[start]

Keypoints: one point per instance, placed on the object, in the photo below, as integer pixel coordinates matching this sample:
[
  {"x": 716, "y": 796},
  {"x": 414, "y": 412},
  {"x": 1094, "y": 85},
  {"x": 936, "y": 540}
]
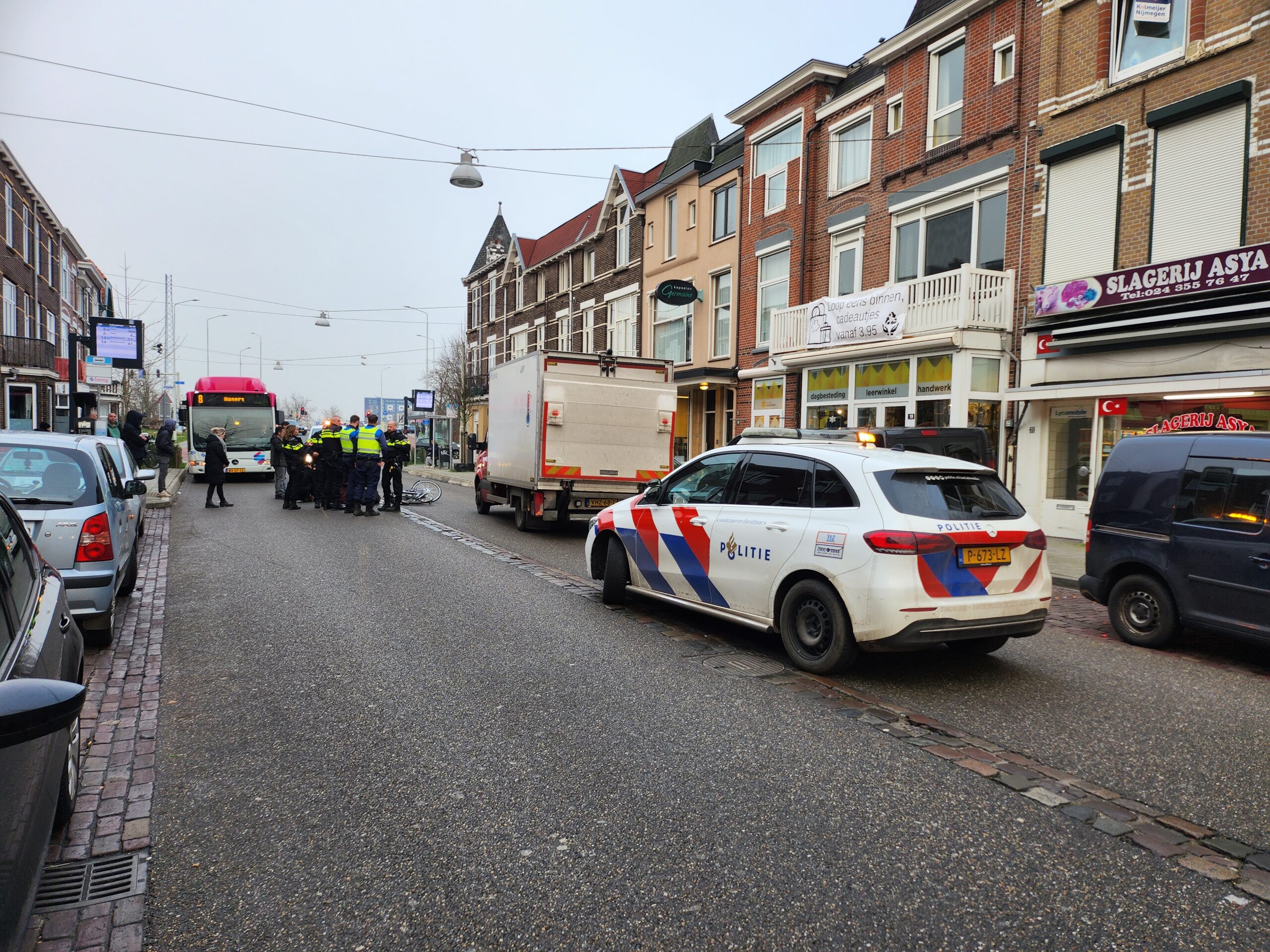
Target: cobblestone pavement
[
  {"x": 1246, "y": 866},
  {"x": 112, "y": 812}
]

[end]

_Aim_. Revise the records above so that "cobblestone pavement" reads "brick sidewalk", keeping everything else the same. Leave out the pictures.

_Answer in full_.
Keypoints: one point per instance, placed on the object, in the photo below, as integer pixel coordinates matching this sample:
[
  {"x": 716, "y": 796},
  {"x": 414, "y": 412},
  {"x": 1094, "y": 85},
  {"x": 936, "y": 540}
]
Target: brick sidewalk
[
  {"x": 1246, "y": 866},
  {"x": 112, "y": 812}
]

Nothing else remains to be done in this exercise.